[DATA SHOWN]
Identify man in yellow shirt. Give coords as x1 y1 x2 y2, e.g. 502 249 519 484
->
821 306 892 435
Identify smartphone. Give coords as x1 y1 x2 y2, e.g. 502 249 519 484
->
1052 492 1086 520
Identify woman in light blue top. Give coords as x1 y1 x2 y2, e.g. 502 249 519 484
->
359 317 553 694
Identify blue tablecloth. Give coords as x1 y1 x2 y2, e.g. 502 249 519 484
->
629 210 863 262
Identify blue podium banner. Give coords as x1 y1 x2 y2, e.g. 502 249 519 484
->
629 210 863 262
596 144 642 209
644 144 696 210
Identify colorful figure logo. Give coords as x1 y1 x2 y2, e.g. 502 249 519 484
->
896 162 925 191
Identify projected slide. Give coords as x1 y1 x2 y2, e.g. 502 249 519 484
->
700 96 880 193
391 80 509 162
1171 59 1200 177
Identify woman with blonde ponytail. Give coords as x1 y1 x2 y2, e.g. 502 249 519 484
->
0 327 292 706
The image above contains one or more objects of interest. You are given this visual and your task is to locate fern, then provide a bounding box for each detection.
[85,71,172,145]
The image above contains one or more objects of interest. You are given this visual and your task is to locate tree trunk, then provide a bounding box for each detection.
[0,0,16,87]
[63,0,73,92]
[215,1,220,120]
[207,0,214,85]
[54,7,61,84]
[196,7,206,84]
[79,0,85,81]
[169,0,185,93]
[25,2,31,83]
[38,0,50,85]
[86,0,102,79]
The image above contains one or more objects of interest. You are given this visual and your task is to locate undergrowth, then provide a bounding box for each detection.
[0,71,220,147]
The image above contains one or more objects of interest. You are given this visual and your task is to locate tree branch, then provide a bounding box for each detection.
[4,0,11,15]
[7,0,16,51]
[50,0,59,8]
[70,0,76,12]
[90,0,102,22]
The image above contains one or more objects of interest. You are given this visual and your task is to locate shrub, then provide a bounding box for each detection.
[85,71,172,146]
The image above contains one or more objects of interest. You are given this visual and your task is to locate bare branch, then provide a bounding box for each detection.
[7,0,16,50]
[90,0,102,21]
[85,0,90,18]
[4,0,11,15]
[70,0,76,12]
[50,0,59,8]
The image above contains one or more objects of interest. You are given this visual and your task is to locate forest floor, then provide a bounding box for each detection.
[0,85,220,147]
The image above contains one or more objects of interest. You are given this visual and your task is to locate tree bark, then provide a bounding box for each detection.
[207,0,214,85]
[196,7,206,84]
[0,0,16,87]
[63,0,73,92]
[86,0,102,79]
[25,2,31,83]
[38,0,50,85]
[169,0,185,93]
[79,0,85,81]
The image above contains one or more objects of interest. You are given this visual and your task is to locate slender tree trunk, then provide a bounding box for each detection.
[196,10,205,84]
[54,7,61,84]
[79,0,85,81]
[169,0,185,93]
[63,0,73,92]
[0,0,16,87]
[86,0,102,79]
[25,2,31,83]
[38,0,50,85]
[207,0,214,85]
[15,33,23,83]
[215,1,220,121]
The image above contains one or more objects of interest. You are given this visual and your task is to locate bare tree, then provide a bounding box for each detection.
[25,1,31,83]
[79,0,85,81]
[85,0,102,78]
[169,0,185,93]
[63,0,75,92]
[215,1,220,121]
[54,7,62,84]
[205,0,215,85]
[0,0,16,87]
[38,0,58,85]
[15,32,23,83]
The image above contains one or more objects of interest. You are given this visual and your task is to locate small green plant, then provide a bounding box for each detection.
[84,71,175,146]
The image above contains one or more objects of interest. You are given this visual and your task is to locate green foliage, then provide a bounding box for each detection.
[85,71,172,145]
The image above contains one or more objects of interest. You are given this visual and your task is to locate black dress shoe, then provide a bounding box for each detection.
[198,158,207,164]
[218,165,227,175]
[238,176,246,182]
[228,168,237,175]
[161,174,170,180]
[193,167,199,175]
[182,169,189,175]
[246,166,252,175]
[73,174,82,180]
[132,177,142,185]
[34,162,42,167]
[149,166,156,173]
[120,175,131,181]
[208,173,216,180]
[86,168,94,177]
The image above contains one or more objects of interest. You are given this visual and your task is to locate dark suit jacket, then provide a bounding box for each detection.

[WHAT THE TASK REQUIRES]
Please return the records verbatim, from the first line through the line containing "[0,71,220,147]", including that line.

[RIGHT ANSWER]
Identify man in yellow shirt. Give coords as x1 y1 x2 y2, e.g. 502 249 519 484
->
821 306 892 435
Identify smartphone. Give coords as x1 y1 x2 y2, e.g. 502 249 519 484
->
1052 492 1086 520
Identify woman in light blue top. Give coords as x1 y1 x2 y2, e.g. 502 249 519 484
->
359 317 553 694
Identify blue tablecloth. Give coords as x1 y1 x2 y2, e.g. 502 249 519 484
->
629 210 863 262
Identify blue podium banner. Give coords as x1 y1 x2 y2, e.g. 502 249 519 484
->
629 210 863 262
596 144 642 209
644 144 696 210
Identify colorful figure logo. Give coords as x1 y1 x2 y2, e.g. 502 249 519 484
->
896 162 925 191
Identify projected slide. Give coords as x1 y1 x2 y2, e.g. 502 249 519 484
->
700 96 880 193
391 80 509 162
1171 59 1200 177
Identify woman with blonde ponytail. Give coords as x1 y1 x2 y2, e.g. 502 249 519 484
->
0 327 292 706
The image above contains one or more objects of interest. You are given this visual and your task is to locate fern, then provide a bounding box for each detection.
[85,71,172,145]
The image above contains one or more objects of interest. You are given this visual and your task is to locate tree trunk, then provide a bounding box for each detection.
[0,0,16,87]
[63,0,73,92]
[215,1,220,120]
[207,0,214,85]
[54,7,61,84]
[196,7,206,84]
[79,0,85,81]
[169,0,185,93]
[25,2,31,83]
[38,0,50,85]
[86,0,102,79]
The image above contains one or more objects of interest. You are given this visual and your task is to locate undergrowth, then provide a bounding box for each detection.
[0,71,220,147]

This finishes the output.